== Texto de origem ==
Câncer: ciência explica por que os homens apresentam quadros mais
agressivos
Novo estudo mostra atuação de
hormônios sexuais masculinos, como a testosterona, no enfraquecimento de
células de defesa responsáveis por combater os tumores
Bernardo Yoneshigue, O Globo
O sexo do paciente
pode impactar de forma significativa a incidência e a progressão de uma série
de tumores, com dados do Instituto Nacional do Câncer dos Estados Unidos
apontando que homens têm um risco cerca de 20% maior de desenvolver o
diagnóstico. No Brasil, por exemplo, informações do INCA mostram um registro
quase 70% maior de novos casos de câncer de estômago no sexo masculino em 2020.
Agora, pesquisadores do Centro de Câncer da Universidade Estadual de Ohio, nos Estados
Unidos, descobriram uma nova explicação para o fenômeno.
Publicado neste mês
na revista científica Science Immunology, o novo trabalho examinou as
diferenças nas respostas do sistema imunológico dentro dos tumores em homens e
mulheres. O estudo descobriu que hormônios chamados de andrógenos contribuem
para a disfunção de células de defesa do corpo T CD8+, muitas vezes referidas
como células “assassinas” de câncer, que são críticas para a uma resposta
imunológica contra o tumor.
===
== Registros de dados ==
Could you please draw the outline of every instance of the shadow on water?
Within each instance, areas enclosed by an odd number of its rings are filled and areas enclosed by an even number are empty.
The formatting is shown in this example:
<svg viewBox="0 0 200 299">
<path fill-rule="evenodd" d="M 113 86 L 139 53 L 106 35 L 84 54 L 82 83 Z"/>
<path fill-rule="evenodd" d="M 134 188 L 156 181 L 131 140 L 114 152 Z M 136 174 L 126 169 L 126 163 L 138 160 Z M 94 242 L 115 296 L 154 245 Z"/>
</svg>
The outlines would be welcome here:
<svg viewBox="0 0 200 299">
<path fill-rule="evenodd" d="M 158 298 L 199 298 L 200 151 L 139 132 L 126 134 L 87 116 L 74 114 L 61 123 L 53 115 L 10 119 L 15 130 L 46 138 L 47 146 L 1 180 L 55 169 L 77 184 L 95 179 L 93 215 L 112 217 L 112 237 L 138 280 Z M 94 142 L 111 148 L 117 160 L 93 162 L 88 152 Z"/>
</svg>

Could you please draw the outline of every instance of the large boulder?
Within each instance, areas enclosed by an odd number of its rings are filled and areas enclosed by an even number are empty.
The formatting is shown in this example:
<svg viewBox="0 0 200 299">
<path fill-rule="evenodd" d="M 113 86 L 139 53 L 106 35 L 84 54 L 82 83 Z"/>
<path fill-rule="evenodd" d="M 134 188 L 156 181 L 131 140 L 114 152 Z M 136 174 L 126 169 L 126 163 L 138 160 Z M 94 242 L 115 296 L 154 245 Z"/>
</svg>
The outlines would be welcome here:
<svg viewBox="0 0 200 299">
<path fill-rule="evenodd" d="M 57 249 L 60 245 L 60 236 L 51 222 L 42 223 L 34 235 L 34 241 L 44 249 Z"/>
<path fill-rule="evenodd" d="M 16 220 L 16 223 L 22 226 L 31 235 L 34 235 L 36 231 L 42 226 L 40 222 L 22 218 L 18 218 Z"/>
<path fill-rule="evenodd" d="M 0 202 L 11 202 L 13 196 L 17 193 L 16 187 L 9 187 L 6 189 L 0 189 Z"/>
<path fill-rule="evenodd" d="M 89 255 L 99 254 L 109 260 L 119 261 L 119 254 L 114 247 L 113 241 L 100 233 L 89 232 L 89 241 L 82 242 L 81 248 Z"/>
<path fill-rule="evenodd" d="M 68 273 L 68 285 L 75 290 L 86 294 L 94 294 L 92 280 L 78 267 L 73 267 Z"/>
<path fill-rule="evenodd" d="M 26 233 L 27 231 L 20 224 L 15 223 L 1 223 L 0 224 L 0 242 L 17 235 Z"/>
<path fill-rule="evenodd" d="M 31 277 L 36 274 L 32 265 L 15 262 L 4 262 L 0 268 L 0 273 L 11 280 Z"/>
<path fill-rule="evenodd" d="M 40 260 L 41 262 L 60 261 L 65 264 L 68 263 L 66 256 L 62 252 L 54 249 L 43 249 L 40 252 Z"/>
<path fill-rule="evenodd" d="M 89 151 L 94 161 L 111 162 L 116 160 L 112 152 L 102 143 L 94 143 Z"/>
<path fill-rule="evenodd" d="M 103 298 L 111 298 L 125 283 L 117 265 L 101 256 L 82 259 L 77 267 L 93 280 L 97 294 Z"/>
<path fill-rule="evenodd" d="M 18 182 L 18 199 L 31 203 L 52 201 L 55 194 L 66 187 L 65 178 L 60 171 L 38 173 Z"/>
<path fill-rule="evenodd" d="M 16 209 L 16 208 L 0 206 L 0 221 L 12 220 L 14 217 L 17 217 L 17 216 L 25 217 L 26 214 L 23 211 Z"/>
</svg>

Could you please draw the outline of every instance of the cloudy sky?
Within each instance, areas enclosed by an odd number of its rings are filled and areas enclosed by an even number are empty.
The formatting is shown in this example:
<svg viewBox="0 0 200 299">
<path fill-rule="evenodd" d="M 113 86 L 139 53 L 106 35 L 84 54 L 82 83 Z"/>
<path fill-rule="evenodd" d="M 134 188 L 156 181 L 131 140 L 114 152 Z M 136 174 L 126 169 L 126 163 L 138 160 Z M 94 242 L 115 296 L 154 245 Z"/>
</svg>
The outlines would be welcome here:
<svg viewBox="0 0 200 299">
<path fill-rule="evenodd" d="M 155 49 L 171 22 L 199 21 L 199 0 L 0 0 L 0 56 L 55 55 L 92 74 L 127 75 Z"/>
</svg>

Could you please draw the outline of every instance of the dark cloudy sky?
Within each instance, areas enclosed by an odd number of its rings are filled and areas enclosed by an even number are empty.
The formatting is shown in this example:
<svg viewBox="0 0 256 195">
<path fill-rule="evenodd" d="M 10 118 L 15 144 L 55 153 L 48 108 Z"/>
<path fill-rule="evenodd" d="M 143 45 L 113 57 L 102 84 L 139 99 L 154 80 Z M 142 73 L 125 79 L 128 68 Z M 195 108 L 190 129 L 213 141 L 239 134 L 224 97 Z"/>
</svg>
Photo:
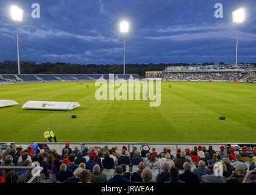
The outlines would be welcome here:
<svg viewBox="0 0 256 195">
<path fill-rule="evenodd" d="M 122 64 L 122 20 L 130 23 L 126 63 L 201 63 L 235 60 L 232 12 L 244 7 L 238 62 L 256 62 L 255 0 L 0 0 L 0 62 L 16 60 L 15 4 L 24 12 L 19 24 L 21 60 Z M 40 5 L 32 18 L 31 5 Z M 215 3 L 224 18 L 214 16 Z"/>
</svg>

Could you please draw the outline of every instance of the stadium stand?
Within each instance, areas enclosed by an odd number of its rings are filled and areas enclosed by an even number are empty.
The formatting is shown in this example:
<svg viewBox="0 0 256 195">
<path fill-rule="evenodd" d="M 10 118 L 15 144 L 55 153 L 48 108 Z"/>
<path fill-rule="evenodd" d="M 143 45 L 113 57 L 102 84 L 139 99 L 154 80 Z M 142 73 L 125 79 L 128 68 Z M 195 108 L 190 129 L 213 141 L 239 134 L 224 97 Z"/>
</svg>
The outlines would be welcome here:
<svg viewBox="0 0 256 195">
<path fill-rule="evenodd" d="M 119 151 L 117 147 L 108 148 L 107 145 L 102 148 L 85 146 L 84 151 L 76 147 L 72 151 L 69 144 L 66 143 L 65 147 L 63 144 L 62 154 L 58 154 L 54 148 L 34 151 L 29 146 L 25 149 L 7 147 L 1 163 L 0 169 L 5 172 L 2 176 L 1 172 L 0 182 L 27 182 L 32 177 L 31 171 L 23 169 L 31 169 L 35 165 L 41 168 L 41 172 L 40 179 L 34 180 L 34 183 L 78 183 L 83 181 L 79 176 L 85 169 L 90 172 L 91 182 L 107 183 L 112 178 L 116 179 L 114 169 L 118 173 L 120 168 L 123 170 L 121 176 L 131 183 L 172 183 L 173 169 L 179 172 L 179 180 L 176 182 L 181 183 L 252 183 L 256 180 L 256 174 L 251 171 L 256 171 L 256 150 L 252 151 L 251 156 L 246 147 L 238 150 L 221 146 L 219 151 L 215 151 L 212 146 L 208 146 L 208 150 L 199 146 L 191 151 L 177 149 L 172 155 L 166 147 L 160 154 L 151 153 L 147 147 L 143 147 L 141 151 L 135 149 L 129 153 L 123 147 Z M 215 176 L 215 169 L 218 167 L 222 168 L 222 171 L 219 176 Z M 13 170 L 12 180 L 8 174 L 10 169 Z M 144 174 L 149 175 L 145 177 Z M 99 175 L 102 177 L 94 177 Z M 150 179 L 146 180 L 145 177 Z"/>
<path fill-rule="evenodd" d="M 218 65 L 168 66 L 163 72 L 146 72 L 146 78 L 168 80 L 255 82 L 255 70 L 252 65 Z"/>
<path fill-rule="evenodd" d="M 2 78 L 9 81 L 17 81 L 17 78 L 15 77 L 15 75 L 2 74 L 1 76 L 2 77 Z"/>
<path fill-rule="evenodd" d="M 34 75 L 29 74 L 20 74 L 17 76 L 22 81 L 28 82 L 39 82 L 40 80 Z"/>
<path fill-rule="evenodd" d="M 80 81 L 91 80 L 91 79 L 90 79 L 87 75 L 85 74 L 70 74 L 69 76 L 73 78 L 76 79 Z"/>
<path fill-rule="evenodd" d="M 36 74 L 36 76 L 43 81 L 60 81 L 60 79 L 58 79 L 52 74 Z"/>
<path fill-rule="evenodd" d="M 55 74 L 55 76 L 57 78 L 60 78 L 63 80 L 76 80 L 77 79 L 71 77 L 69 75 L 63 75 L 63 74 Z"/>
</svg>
===
== Registros de dados ==
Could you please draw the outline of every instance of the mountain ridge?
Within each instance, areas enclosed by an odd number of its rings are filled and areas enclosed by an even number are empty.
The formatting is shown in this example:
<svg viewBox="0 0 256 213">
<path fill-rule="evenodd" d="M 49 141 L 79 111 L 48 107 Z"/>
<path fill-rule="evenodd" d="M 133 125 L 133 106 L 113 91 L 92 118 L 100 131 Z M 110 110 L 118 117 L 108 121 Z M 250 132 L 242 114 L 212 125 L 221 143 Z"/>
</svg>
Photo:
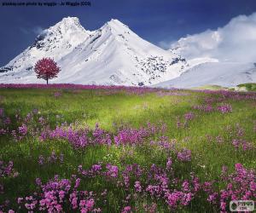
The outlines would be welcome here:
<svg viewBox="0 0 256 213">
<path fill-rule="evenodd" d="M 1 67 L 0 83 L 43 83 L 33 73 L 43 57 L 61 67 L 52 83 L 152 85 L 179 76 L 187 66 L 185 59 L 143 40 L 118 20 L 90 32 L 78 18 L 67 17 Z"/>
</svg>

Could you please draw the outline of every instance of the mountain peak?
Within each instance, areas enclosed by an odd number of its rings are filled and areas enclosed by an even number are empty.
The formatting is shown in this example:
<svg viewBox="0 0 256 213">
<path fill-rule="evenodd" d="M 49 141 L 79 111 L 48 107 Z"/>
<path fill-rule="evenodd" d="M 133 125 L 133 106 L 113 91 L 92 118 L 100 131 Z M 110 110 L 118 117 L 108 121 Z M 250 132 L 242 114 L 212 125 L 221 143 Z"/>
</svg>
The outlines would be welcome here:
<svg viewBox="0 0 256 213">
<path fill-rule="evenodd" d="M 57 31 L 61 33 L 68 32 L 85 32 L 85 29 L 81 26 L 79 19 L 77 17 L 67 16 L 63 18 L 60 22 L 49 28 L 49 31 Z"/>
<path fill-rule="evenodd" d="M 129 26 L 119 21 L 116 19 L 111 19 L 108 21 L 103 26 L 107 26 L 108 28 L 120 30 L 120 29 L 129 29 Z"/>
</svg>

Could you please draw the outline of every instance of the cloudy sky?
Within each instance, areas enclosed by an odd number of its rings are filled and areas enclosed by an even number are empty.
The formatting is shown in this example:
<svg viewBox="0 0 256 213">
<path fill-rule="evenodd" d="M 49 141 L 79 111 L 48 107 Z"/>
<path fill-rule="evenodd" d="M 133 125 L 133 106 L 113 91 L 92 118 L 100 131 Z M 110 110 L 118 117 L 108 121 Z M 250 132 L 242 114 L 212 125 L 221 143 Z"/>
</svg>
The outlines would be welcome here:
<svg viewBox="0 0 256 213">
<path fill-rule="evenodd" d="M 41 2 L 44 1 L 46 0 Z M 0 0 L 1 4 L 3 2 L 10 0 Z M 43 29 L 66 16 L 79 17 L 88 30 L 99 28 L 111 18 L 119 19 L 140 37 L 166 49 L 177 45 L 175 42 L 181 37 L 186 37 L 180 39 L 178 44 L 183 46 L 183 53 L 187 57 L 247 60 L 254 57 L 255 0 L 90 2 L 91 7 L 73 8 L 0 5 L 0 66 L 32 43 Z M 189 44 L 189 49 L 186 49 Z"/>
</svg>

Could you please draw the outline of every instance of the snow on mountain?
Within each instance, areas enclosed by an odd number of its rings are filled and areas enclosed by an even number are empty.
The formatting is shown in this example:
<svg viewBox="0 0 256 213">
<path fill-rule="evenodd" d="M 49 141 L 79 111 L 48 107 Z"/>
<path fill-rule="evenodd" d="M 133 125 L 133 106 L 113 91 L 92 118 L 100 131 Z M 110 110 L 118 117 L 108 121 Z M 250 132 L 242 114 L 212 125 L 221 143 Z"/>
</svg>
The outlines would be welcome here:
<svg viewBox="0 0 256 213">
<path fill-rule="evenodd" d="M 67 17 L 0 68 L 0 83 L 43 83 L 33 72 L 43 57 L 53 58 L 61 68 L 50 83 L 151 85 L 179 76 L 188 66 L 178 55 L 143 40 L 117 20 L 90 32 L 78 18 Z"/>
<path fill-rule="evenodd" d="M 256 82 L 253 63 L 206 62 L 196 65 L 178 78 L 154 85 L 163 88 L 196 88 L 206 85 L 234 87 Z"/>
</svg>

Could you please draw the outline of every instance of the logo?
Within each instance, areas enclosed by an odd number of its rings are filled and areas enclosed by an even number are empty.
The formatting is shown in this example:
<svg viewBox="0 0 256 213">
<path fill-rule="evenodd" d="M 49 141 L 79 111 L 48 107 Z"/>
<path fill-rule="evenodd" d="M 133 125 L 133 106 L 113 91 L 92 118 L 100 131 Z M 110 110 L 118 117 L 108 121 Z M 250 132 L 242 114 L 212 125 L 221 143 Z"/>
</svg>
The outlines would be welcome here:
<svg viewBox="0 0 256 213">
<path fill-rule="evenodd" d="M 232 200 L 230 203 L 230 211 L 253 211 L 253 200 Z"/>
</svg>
===
● Partes do exercício
[1] Traduza para o inglês esta frase do texto sobre câncer em homens: "Publicado neste mês na revista científica Science Immunology, o novo trabalho examinou as diferenças nas respostas do sistema imunológico dentro dos tumores em homens e mulheres."
[2] Prossiga com o texto sobre câncer em homens a partir da última frase apresentada.

● Respostas
[1] Published this month in the scientific journal Science Immunology, the new study examined the differences in immune system responses within tumors in men and women.

[2]
Os andrógenos são
hormônios produzidos pelos homens nos testículos e são responsáveis pelo
desenvolvimento das características sexuais masculinas, sendo a testosterona o
principal deles. As mulheres também os produzem, nos ovários, mas em
quantidades muito menores.
Segundo a nova descoberta, a resposta ao câncer é mais fraca na
população do sexo masculino pela atuação desses hormônios enfraquecendo as
células de defesa do corpo que deveriam atuar combatendo as células
cancerígenas.
O oncologista Décio Lerner, chefe do Centro Avançado de Oncologia
do Hospital São Vicente de Paulo, no Rio de Janeiro, explica que não era muito
claro o por que de homens terem risco maior para o câncer, com algumas teorias
ligadas à questão genética, em que mulheres teriam em maior quantidade genes
que proporcionam uma ação protetora contra tumores.
— Esse novo estudo fala pela primeira vez sobre uma ação dos
hormônios andrógenos para isso, mostrando que, quando ele se liga ao seu
receptor nas células do organismo, isso faz com que as células de defesa
responsáveis por combater o tumor tornem-se menos eficazes. Isso pode ter
várias repercussões porque existem drogas hoje que podem bloquear esses
receptores nas células — afirma o oncologista, que trabalha também no Instituto
Nacional de Câncer (INCA).
Para ele, a descoberta pode levar a novos tratamentos que envolvam
o bloqueio desse receptor para fortalecer a resposta do sistema imunológico ao
tumor. Lerner acrescenta que essa seria mais uma técnica utilizada hoje pela
imunoterapia para o tratamento de cânceres, que já conta com outros mecanismos
para induzir uma resposta do próprio organismo contra as células cancerígenas.
Trata-se do campo mais avançado hoje na área da oncologia.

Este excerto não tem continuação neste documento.